→ Task to complete:
Only the lines below between the ones containing "For this challenge, identify the reflection" and "point(130, 138)", inclusive, are to be reproduced, each exactly as it stands.

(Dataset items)
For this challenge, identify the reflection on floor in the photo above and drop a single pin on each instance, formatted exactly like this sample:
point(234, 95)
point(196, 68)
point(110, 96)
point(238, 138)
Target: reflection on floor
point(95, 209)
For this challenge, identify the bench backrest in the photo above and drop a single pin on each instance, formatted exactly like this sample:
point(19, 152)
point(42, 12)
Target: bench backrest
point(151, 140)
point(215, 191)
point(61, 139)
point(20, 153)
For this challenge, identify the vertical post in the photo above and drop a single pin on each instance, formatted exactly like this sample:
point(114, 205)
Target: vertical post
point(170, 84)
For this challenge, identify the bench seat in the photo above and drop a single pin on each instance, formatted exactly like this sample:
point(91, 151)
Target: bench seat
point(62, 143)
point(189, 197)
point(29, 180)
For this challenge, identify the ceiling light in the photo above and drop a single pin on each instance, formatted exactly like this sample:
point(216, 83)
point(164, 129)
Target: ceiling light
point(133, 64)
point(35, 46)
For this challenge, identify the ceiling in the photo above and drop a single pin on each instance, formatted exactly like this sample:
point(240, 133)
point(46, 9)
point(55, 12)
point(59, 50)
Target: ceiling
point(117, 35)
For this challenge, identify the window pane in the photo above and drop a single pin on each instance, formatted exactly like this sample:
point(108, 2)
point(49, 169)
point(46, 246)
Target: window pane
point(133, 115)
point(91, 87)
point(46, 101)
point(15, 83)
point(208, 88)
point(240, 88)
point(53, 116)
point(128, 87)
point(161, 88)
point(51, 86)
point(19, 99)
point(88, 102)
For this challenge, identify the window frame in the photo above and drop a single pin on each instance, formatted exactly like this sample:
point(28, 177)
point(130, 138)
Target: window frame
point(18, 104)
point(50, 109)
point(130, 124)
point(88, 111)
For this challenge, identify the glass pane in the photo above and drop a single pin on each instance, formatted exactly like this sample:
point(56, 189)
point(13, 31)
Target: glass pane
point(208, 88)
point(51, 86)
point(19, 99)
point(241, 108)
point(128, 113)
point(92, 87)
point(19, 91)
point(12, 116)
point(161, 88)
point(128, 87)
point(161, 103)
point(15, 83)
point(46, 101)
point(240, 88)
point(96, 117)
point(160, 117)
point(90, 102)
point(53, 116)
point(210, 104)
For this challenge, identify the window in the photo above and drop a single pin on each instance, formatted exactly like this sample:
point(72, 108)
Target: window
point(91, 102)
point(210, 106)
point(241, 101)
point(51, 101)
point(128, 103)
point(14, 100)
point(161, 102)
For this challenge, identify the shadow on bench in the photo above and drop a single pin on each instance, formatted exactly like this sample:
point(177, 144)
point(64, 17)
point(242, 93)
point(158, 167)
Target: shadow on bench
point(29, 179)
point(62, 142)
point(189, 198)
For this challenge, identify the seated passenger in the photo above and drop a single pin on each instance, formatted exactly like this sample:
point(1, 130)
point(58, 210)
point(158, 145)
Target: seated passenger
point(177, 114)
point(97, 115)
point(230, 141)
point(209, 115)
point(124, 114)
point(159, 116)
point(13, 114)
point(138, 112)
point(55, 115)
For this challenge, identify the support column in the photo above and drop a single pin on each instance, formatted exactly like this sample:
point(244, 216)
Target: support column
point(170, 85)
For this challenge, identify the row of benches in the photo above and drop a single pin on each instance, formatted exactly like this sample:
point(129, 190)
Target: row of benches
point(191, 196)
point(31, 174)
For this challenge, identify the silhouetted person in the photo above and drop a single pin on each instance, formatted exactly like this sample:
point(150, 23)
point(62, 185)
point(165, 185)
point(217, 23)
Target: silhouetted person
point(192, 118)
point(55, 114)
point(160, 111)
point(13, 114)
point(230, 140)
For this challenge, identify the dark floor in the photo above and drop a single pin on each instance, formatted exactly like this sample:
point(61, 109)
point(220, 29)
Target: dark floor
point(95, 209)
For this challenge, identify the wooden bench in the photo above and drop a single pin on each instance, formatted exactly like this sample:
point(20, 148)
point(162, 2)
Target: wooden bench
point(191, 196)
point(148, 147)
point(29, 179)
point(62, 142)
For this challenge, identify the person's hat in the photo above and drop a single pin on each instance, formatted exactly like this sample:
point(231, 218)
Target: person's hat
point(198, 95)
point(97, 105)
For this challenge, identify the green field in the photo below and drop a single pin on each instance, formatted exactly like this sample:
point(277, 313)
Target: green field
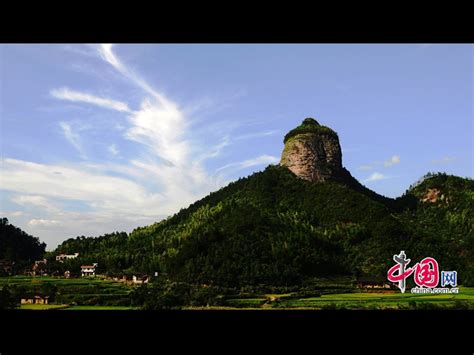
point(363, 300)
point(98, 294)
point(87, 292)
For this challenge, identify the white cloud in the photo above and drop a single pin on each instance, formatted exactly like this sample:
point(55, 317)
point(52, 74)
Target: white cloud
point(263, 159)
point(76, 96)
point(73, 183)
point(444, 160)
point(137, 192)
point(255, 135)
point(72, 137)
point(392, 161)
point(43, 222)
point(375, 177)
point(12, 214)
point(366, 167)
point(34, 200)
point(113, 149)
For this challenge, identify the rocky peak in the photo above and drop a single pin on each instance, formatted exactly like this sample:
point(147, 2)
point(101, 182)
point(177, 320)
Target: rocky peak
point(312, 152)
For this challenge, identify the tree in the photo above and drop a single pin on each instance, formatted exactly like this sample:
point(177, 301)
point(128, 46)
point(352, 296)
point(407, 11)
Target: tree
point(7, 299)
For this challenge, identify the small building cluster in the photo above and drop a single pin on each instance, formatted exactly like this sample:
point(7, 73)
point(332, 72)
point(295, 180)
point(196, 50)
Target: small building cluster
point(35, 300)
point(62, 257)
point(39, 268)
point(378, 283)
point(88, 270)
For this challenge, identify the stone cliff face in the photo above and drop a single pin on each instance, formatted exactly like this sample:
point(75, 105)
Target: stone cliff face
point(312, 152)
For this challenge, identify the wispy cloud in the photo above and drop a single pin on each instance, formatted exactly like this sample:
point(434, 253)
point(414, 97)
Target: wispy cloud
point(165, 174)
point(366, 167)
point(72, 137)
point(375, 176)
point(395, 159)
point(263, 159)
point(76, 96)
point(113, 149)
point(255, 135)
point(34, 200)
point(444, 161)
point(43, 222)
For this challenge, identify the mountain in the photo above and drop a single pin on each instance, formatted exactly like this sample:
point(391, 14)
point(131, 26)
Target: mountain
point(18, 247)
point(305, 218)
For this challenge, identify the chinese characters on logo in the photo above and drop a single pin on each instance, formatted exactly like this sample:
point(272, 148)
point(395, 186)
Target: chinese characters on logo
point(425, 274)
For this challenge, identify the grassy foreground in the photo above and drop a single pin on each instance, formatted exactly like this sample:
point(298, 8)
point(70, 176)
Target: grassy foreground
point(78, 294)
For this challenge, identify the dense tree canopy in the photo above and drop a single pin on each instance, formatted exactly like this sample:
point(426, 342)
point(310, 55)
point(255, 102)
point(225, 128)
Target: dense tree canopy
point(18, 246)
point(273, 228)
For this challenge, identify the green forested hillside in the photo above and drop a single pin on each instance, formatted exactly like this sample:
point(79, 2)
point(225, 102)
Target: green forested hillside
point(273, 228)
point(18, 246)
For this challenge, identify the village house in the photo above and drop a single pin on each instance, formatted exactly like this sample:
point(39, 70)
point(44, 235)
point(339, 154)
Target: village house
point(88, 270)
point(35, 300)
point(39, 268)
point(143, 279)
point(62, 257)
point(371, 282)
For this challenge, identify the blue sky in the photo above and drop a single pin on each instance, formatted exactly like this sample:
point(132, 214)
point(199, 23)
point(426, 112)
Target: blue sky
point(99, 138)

...

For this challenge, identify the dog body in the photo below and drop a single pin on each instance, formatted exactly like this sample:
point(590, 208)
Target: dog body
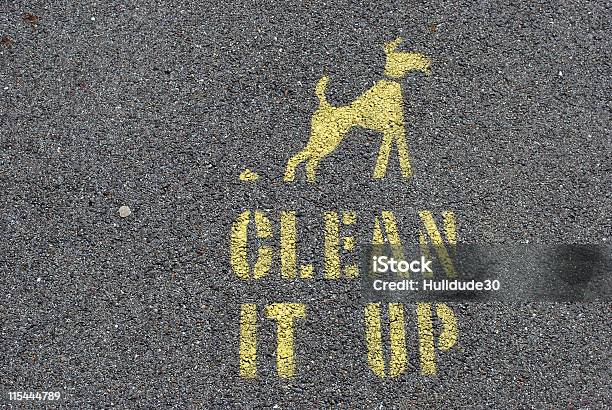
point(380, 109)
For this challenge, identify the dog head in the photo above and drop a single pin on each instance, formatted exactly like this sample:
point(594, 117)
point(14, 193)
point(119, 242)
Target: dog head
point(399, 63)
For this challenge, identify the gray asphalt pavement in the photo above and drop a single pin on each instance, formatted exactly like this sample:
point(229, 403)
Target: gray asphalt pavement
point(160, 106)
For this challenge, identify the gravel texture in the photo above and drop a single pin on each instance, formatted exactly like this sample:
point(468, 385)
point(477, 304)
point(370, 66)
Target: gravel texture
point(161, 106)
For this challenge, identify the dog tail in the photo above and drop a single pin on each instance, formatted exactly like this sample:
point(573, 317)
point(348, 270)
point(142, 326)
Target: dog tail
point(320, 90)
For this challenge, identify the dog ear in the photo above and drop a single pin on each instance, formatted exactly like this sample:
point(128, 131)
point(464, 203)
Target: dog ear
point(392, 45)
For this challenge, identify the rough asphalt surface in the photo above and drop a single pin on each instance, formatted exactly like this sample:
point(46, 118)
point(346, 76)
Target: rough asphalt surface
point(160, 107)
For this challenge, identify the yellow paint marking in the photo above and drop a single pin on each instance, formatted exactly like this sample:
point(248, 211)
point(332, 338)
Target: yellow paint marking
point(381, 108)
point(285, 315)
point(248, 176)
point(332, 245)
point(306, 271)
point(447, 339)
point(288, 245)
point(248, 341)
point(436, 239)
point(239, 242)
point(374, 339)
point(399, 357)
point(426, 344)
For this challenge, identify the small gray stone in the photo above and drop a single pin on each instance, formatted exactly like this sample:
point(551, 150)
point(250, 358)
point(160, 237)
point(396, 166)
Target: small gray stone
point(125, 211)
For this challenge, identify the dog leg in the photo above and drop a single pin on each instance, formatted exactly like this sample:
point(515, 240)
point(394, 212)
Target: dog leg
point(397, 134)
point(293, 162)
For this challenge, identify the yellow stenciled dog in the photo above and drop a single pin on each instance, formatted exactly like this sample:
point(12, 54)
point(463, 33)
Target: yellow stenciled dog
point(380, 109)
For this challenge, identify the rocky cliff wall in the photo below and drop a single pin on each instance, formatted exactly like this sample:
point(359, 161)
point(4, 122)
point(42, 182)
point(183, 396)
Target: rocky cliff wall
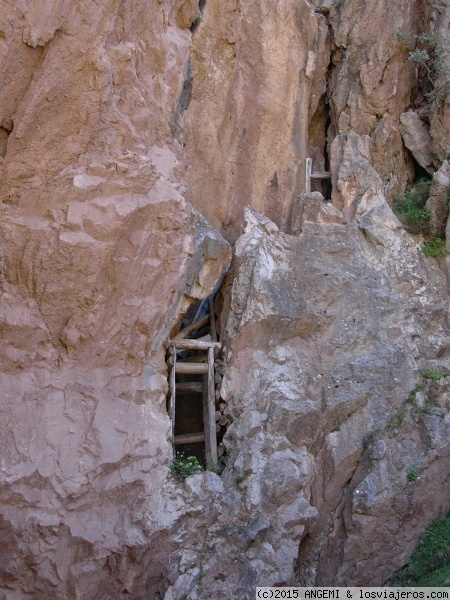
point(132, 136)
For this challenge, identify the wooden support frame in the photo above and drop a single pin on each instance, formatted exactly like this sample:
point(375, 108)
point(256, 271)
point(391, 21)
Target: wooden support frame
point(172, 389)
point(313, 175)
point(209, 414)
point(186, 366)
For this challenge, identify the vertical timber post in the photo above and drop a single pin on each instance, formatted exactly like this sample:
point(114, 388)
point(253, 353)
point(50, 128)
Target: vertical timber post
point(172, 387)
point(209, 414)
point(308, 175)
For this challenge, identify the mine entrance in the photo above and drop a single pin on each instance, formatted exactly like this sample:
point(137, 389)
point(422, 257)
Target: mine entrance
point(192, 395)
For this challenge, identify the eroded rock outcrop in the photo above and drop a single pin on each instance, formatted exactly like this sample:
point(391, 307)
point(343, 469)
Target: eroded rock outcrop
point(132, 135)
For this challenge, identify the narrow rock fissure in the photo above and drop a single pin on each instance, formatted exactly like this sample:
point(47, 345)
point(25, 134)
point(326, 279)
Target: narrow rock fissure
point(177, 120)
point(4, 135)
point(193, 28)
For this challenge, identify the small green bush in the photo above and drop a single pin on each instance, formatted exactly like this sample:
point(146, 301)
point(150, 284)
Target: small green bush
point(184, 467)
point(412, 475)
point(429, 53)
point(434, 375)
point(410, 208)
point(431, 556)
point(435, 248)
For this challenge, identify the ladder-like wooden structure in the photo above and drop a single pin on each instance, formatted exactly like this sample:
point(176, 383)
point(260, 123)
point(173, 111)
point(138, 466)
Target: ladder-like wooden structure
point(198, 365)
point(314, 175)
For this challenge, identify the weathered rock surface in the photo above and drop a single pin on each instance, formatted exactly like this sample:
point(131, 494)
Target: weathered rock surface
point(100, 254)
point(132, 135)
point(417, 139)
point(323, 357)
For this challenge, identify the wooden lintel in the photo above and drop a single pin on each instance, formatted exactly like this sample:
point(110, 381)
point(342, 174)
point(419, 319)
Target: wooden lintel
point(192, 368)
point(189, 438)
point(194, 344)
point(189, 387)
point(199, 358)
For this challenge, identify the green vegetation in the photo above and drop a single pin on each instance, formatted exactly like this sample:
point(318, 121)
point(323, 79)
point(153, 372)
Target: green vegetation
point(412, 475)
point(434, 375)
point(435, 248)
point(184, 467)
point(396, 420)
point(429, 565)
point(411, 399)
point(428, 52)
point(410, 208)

→ Written response:
For this challenge, identify the reflection on floor in the photo above and drop a single pin on each instance, formatted exactly like this sample:
point(234, 95)
point(196, 68)
point(110, 96)
point(238, 138)
Target: reflection on floor
point(95, 209)
For this challenge, identify the bench backrest in the photo above and drop a single pin on each instance, formatted exactly like this sample:
point(19, 152)
point(42, 12)
Target: bench backrest
point(151, 140)
point(215, 191)
point(61, 139)
point(20, 153)
For this challenge, identify the vertical post in the photo above and drop a single pin on each instance, formatted exactly like this sample:
point(114, 205)
Target: vertical post
point(170, 84)
For this challenge, identify the bench seat in the photo above and drop a single pin on each instance, formatted exactly like this sample:
point(91, 151)
Target: bench seat
point(62, 143)
point(189, 197)
point(29, 180)
For this challenge, identify the ceiling light in the photo above and drop a single pin on each instance, formatted exactly like this sample:
point(216, 83)
point(164, 129)
Target: ceiling light
point(133, 64)
point(35, 46)
For this challenge, identify the ceiling in the photo above and drop a single pin on each instance, formatted exactly like this sample:
point(240, 133)
point(46, 9)
point(55, 12)
point(59, 50)
Target: ceiling
point(117, 35)
For this challenge, identify the window pane in the photo above and drop a single pin on each instance, formatted exactly like this sample:
point(108, 2)
point(49, 169)
point(46, 246)
Target: window pane
point(133, 115)
point(91, 87)
point(46, 101)
point(15, 83)
point(208, 88)
point(240, 88)
point(53, 116)
point(128, 87)
point(161, 88)
point(51, 86)
point(19, 99)
point(88, 102)
For this challenge, identify the window frame in the photo above and drop a single pin on each instance, formatted exactly like this sample:
point(28, 177)
point(130, 138)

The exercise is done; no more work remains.